→ Exercise objective: Set down, word for word, the stretch of lines from the one containing "eyebrow in the photo above." to the end of the records below.

— BEGIN —

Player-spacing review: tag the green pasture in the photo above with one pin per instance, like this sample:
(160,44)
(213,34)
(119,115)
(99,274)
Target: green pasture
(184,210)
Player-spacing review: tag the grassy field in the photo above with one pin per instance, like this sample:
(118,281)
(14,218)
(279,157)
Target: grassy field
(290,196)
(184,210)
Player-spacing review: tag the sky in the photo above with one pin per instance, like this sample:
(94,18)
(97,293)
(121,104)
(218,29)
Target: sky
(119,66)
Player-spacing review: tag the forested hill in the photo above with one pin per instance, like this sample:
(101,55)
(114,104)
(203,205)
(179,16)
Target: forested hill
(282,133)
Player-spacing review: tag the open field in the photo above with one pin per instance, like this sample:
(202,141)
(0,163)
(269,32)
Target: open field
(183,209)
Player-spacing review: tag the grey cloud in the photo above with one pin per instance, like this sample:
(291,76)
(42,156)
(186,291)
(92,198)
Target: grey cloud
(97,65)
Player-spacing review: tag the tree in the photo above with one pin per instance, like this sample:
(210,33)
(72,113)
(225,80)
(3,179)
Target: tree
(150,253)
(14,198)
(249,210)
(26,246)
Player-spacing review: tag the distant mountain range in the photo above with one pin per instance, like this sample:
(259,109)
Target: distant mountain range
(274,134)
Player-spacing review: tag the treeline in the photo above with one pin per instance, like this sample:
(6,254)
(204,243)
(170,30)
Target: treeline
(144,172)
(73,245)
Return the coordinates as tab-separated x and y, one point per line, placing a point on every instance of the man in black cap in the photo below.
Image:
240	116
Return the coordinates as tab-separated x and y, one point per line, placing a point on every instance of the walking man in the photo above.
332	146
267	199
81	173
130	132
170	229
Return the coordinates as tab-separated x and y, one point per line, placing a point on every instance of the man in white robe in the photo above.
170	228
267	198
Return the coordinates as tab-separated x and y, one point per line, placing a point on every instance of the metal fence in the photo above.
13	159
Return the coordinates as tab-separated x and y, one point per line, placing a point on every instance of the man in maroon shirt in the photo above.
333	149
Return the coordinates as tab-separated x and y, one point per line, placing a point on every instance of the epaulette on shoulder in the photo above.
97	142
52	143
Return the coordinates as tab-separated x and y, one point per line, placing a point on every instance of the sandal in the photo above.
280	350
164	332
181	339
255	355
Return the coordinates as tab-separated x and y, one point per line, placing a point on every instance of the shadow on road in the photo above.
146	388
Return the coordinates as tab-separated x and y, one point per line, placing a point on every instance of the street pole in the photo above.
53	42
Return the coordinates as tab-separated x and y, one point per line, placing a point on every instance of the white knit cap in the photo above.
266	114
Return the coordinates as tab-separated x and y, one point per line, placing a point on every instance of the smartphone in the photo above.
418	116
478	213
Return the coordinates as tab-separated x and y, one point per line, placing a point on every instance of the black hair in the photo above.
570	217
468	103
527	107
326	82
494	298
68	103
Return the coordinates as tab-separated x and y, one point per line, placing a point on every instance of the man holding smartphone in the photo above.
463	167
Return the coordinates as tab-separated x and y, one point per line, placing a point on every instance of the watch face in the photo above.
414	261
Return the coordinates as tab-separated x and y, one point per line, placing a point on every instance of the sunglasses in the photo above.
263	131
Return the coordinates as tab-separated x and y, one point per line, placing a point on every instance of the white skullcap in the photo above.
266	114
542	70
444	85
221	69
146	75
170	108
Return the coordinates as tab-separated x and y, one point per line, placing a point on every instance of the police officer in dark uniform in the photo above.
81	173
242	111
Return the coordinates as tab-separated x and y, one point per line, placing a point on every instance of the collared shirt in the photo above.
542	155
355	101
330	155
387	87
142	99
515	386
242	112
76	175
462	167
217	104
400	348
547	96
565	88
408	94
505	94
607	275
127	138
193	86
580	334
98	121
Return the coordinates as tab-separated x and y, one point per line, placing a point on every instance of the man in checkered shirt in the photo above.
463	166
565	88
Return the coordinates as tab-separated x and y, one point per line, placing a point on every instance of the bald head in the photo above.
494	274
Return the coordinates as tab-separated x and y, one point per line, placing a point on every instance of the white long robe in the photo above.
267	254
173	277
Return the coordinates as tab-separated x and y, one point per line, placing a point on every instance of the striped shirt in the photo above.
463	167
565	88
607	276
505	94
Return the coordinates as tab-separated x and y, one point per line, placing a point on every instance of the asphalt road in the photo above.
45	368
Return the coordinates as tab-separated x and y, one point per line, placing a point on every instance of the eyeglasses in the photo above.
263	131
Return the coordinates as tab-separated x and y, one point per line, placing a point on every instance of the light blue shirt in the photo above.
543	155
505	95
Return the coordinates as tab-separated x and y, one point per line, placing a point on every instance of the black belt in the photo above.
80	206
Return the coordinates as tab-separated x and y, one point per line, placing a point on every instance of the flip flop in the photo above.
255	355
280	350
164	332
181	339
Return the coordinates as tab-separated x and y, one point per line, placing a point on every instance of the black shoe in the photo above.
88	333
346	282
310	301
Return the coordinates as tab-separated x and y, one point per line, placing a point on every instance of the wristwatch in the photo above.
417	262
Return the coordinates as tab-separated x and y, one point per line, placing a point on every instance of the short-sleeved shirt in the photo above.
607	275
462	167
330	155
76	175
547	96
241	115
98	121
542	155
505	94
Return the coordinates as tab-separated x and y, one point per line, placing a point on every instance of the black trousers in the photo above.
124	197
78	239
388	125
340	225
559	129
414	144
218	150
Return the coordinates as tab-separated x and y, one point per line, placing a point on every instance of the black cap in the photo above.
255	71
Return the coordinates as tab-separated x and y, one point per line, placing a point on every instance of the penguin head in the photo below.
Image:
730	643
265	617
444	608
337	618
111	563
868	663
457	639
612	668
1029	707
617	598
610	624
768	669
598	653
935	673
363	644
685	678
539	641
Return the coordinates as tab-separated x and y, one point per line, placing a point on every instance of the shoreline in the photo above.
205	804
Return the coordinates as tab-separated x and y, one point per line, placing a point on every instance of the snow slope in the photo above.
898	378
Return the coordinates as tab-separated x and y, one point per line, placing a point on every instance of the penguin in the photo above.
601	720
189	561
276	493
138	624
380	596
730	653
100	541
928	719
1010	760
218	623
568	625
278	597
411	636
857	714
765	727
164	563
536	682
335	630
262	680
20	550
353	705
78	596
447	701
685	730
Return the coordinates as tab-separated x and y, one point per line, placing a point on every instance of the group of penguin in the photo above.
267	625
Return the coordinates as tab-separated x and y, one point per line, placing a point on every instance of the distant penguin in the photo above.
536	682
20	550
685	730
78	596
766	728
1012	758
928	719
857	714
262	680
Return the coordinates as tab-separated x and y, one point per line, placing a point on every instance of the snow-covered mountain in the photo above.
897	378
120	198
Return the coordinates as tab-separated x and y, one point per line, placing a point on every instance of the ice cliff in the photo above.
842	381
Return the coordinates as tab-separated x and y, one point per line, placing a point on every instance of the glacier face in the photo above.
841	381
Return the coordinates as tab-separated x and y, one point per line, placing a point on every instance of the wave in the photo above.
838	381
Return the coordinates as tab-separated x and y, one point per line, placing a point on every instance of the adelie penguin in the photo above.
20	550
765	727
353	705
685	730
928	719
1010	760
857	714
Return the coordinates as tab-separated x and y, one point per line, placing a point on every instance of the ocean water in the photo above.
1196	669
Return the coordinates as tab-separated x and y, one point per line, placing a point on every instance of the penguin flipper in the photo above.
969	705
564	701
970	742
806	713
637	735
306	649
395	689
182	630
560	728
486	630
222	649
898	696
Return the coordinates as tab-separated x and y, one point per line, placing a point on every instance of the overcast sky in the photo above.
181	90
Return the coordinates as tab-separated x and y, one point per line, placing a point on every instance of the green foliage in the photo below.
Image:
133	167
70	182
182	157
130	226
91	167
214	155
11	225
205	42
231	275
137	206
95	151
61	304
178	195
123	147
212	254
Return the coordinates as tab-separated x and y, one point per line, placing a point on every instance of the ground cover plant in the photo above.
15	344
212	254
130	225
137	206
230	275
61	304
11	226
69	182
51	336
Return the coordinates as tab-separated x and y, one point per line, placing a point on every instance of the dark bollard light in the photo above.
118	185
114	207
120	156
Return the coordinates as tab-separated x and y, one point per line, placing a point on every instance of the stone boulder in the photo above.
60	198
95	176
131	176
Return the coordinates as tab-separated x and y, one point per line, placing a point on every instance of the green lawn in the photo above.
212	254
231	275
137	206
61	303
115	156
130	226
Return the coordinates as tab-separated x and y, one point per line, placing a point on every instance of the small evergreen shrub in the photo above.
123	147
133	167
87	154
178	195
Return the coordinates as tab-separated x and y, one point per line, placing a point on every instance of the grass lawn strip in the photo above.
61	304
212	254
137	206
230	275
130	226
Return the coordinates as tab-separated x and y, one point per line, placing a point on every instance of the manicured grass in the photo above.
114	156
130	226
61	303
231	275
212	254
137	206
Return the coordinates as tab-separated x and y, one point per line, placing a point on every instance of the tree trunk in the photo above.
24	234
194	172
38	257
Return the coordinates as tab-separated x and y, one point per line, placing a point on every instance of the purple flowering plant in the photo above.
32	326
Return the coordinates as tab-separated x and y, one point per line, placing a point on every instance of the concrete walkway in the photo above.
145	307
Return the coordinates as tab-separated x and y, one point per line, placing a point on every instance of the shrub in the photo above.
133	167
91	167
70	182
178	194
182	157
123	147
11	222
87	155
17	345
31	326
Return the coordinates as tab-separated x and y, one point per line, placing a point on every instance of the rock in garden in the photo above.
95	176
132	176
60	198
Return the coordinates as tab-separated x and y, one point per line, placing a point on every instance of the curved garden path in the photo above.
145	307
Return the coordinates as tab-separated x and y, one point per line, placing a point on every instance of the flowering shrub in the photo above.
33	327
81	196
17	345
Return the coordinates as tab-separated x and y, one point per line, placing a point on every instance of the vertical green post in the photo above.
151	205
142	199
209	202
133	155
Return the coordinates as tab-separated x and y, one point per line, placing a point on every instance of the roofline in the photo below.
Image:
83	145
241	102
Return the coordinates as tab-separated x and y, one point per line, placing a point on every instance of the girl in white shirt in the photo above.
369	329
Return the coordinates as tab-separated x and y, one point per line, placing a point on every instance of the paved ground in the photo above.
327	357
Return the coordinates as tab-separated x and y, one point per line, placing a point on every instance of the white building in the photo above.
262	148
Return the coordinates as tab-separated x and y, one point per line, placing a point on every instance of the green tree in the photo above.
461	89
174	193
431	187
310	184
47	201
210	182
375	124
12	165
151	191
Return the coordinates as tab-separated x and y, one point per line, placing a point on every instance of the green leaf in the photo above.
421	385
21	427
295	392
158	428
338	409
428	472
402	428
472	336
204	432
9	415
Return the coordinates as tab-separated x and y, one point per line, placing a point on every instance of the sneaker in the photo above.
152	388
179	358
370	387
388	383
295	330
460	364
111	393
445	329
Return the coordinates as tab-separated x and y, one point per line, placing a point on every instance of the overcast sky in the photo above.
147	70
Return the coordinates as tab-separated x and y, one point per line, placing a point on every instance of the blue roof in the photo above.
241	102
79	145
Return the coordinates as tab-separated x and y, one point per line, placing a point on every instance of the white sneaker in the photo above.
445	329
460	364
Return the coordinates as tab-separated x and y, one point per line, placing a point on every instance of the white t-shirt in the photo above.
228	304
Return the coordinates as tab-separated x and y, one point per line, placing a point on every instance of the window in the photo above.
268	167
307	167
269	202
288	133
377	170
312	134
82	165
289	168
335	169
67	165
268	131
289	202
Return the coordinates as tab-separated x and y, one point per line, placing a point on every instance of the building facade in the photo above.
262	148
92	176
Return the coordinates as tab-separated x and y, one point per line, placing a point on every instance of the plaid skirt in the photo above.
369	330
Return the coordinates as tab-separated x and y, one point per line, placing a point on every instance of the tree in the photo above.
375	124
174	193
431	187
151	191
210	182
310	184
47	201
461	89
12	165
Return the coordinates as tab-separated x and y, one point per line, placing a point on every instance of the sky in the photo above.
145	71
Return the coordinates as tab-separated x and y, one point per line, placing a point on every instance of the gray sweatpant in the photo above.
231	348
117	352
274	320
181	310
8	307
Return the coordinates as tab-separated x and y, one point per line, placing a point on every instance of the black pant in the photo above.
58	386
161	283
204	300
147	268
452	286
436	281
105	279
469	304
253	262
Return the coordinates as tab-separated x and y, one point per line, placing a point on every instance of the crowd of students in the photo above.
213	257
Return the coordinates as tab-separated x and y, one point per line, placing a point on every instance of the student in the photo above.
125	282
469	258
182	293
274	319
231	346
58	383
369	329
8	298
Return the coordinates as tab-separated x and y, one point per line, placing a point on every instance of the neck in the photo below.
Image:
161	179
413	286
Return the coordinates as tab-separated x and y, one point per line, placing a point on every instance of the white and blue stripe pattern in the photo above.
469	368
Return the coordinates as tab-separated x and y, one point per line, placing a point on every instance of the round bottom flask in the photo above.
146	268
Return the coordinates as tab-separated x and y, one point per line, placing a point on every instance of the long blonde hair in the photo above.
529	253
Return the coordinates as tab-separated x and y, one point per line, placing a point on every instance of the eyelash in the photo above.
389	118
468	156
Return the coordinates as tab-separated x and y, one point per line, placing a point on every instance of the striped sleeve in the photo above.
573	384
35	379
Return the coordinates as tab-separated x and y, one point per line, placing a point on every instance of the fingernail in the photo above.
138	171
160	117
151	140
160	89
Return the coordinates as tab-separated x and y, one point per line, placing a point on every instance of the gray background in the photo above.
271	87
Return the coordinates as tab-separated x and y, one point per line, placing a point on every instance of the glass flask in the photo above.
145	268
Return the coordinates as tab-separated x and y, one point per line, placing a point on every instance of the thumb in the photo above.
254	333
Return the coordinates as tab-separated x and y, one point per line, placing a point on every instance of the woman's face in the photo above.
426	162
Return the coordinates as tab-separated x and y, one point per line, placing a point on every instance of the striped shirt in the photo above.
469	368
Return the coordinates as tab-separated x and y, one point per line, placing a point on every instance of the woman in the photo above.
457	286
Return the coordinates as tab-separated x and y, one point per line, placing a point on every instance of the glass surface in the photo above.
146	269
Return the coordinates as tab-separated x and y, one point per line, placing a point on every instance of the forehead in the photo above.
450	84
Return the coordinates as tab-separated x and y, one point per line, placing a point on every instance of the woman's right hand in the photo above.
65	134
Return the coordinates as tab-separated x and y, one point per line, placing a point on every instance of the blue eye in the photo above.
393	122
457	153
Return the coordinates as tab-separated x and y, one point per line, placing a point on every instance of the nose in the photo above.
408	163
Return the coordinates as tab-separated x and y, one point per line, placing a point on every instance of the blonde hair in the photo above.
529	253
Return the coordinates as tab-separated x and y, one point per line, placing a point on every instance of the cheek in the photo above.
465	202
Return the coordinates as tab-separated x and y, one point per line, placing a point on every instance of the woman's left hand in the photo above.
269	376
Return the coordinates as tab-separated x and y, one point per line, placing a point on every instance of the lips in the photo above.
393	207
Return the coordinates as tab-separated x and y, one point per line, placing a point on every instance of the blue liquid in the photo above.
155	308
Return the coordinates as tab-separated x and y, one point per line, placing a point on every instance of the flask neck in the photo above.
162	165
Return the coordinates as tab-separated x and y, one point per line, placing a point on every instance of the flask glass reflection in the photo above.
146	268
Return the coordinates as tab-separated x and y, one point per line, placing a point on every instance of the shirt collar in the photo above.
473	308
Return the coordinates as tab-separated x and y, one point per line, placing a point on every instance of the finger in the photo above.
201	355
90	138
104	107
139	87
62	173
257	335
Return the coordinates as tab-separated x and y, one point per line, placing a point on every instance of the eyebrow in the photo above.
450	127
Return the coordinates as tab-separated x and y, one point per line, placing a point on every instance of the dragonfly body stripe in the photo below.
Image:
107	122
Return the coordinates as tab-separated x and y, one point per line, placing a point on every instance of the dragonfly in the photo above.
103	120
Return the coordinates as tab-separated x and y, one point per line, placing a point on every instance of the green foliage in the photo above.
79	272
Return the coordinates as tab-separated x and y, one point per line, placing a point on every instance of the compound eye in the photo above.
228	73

— END —

→ The result:
Return the coordinates as tab-separated x and y, one point per line, placing a point on every instance of the eyebrow in the photo above.
450	127
Return the coordinates as tab-separated x and y, one point per line, placing a point on every instance of the dragonfly body stripe in the photo below.
Image:
107	122
Return the coordinates as tab-separated x and y, one point per line, placing a point on every instance of the dragonfly in the photo above.
103	120
Return the coordinates as tab-separated x and y, one point per line, placing a point on every instance of the green foliage in the photo above.
79	272
Return the coordinates as tab-separated x and y, one point per line, placing a point on every instance of the compound eye in the photo above.
228	73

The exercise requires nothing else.